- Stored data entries

┏━━

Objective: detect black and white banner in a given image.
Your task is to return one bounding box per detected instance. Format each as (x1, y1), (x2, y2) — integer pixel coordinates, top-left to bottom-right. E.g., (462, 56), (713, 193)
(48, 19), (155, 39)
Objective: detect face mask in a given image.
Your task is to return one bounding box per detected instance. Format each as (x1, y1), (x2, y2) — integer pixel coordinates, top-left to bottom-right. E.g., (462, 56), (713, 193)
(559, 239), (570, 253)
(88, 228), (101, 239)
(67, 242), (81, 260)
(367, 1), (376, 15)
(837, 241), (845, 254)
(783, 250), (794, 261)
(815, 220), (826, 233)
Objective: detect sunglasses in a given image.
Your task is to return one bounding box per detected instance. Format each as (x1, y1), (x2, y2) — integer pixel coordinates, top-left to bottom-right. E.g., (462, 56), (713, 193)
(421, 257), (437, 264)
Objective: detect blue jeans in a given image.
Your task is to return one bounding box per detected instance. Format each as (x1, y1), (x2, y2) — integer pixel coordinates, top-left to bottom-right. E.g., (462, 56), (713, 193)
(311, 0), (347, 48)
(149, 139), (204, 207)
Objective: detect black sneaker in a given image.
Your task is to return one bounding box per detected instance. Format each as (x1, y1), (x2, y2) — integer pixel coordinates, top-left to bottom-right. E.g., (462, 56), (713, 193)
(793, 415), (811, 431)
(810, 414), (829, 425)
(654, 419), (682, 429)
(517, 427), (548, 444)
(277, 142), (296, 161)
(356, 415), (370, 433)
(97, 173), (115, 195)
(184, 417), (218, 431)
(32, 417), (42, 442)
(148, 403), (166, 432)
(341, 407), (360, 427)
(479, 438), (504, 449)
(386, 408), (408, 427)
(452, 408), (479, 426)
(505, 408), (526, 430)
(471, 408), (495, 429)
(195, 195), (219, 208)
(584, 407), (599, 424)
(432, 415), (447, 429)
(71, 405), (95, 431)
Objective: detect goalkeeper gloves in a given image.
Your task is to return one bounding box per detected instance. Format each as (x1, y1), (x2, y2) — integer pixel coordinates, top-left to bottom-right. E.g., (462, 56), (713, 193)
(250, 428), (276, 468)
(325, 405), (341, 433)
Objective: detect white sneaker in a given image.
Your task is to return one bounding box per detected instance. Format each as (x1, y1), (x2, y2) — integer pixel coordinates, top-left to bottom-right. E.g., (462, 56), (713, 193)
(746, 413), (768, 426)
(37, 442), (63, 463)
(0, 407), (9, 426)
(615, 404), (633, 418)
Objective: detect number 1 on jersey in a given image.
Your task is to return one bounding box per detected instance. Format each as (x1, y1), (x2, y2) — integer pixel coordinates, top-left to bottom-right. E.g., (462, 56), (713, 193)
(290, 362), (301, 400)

┗━━

- WHAT THE EXERCISE ASKS
Determine the number of lines in the data that contain "black" as a word or string, and state only that number.

- EXERCISE SOLUTION
2